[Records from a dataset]
··········

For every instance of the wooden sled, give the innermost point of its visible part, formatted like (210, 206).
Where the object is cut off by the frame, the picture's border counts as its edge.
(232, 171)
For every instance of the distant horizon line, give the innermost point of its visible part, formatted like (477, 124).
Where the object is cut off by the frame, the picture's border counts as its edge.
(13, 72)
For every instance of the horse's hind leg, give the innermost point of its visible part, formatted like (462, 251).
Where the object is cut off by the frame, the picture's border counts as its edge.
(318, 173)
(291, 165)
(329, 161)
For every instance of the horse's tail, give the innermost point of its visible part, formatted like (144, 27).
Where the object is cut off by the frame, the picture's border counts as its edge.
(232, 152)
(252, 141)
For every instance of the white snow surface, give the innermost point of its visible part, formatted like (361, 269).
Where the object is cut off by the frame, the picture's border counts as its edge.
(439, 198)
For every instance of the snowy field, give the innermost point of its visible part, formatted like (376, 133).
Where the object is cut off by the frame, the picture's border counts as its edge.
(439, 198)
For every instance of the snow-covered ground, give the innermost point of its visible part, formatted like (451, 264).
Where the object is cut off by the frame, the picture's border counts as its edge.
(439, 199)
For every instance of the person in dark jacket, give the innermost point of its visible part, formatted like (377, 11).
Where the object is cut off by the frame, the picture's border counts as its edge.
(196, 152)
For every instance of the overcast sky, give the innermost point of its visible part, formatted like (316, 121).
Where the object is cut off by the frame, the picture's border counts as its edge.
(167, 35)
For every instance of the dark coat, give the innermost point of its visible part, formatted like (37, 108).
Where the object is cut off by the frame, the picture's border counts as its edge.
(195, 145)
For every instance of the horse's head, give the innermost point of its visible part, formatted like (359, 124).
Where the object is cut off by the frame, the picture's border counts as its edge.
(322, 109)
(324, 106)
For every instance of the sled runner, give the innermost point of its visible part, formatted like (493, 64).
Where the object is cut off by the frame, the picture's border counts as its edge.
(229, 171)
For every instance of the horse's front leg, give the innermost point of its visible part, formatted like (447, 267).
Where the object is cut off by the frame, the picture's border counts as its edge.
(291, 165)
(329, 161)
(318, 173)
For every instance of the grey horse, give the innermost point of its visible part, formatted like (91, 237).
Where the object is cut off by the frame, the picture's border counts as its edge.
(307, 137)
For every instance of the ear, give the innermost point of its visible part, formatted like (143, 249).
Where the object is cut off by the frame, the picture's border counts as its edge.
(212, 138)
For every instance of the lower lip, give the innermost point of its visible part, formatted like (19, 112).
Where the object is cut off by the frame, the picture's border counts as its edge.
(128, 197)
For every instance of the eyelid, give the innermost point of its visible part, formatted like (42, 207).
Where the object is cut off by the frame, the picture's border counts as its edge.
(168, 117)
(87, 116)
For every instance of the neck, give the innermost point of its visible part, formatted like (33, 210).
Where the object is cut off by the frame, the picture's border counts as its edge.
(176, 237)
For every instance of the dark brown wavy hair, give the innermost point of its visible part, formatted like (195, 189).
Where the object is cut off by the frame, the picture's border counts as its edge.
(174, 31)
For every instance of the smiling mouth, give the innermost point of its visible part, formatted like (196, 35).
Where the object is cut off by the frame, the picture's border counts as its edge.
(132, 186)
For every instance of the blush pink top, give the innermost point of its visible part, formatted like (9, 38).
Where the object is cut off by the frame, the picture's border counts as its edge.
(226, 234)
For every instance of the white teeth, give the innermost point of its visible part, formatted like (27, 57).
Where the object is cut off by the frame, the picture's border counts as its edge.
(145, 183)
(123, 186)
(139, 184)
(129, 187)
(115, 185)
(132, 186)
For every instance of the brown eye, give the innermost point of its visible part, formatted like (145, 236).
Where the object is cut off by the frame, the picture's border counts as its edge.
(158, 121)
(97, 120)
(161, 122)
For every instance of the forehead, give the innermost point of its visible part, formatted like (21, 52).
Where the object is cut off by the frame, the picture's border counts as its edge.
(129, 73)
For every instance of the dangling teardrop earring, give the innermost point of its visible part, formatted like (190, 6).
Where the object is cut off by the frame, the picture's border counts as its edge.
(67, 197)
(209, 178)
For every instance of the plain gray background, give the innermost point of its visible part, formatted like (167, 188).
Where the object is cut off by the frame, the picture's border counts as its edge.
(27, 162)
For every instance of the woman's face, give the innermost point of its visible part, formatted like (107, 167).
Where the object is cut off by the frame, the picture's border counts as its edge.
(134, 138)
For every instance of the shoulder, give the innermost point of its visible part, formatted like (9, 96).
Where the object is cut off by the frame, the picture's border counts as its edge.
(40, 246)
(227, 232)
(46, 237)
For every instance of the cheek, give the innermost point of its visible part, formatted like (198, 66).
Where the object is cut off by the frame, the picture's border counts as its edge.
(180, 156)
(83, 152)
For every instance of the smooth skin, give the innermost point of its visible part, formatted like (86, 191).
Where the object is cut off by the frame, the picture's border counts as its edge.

··········

All of the entries need to be reproduced exactly; please write them out.

For every instance of the wooden sled, give the innermost point of its visible part, formatted like (210, 206).
Where the object is cut off by the frame, the picture's border counts as its edge.
(232, 171)
For every instance of the distant horizon line, give the innermost point of its visible part, formatted like (477, 124).
Where the object is cut off by the frame, the picture's border counts as its edge.
(13, 72)
For every instance of the horse's hind leg, give the innermost point of its visible part, formatted like (462, 251).
Where the object is cut off by the frame, the picture's border counts as its edge.
(318, 173)
(291, 165)
(329, 161)
For every instance of the horse's tail, give the innermost point of its visible part, formatted like (144, 27).
Where the object is cut off by the frame, the picture's border counts as its edge.
(232, 152)
(252, 141)
For every instance of the white snow surface, give the innermost point of its visible part, formatted like (361, 269).
Where the object is cut off by the frame, the picture's border counts as its edge.
(439, 198)
For every instance of the snowy field, give the innermost point of its visible part, formatted like (376, 133).
Where the object is cut off by the frame, the picture's border counts as its edge.
(439, 198)
For every instance of the snow-covered ground, give the innermost point of its visible part, formatted like (451, 264).
Where the object is cut off by the frame, the picture's border counts as its edge.
(439, 199)
For every instance of the person in dark jacket, give the innermost point of its visible part, formatted like (377, 11).
Where the object is cut off by the frame, the picture's border counts as its edge.
(196, 152)
For every instance of the overcast sky, give the innermost point of its visible part, formatted like (316, 121).
Where the object is cut off by the frame, the picture's border counts as its edge.
(167, 35)
For every instance of the dark coat, give the innermost point of its visible part, formatted like (37, 108).
Where the object is cut off by the frame, the picture's border counts as its edge.
(195, 145)
For every instance of the horse's head, give the innermost point of its visible part, formatted like (359, 124).
Where the object is cut off by the frame, the picture's border counts as its edge.
(322, 109)
(324, 106)
For every instance of the sled runner, give the innermost point of its visible part, formatted like (493, 64).
Where the object is cut off by the frame, the picture's border counts as its edge.
(229, 171)
For every instance of the horse's front leg, give the innermost point of its visible part, formatted like (447, 267).
Where the object is cut off by the frame, the picture's border counts as its edge.
(291, 165)
(329, 161)
(318, 173)
For every instance of the grey horse, give the innermost point of its visible part, formatted like (91, 237).
Where the object is cut off by the frame, the picture's border counts as its edge.
(307, 137)
For every instance of the ear, give the innermost point of its visible part, formatted like (143, 249).
Where the object is cut off by the frame, the picture's border counts as its edge.
(212, 138)
For every instance of the lower lip, give the innermost point of its visible part, formatted like (19, 112).
Where the object is cut off by the frame, the picture's border counts as its edge.
(128, 197)
For every instance of the eyelid, give the innermost point of its visible part, formatted like (42, 207).
Where the object is cut off by the frame, the picture's border counts as its edge.
(168, 117)
(87, 116)
For every instance of the neck, give the innermost point of its visible part, formatted like (33, 210).
Where the object is cut off by the frame, the picture's border counts as its edge.
(176, 237)
For every instance of the dark brown wavy hair, give the innermost point of its visible part, formatted like (195, 189).
Where the object is cut off by the frame, the picture's border counts as its edge.
(174, 31)
For every instance of the smiling mouth, give the innermost point of its visible part, formatted like (196, 35).
Where the object is cut off by the frame, the picture's border counts as its edge.
(132, 186)
For every instance of the blush pink top, give the innermost point of its visible part, formatted like (9, 38).
Where the object is cut off by the frame, the picture's border counts as its edge.
(226, 234)
For every instance of the white teeth, give the innermost point of its visible part, formatted like (27, 57).
Where the object is cut off by the frame, the picture's border counts as its edge.
(145, 183)
(123, 186)
(139, 184)
(129, 187)
(115, 185)
(132, 186)
For every instance of the brown eye, give the innermost point of its visible part, formatted like (145, 236).
Where the object is cut off by the frame, the picture's border counts as its edge.
(158, 121)
(97, 120)
(161, 122)
For every instance of the forehead, give the innermost point of its visible part, formatted like (21, 52).
Where the object is cut off by the frame, the picture's border counts as its edge.
(129, 73)
For every instance of the dangling teardrop earring, give the innermost point of its visible part, formatted like (190, 6).
Where the object is cut off by the frame, the picture's border counts as its edge.
(67, 197)
(209, 178)
For every instance of the plain gray background, give the innermost point of its visible part, formatted like (167, 188).
Where the object is cut off by the frame, the picture's border counts as its edge.
(27, 162)
For every instance of the woman's face, give the innermost point of its visible part, formatted like (107, 167).
Where the object is cut off by the frame, the picture's border counts as its edge.
(134, 138)
For every instance of the shoulder, give the innermost point of its visible part, formatted like (9, 96).
Where the object is cut off by the frame, the picture's border counts as its edge.
(40, 246)
(227, 232)
(46, 237)
For every instance of the cheek, give the innermost point of its visible part, formatted like (198, 66).
Where the object is cut off by the frame, the picture's border counts as its edge.
(180, 156)
(83, 152)
For every instance of the smooth skin, give the innermost point of its visible part, formatted like (86, 191).
Where the object is cut off by the frame, the picture's border counts as its edge.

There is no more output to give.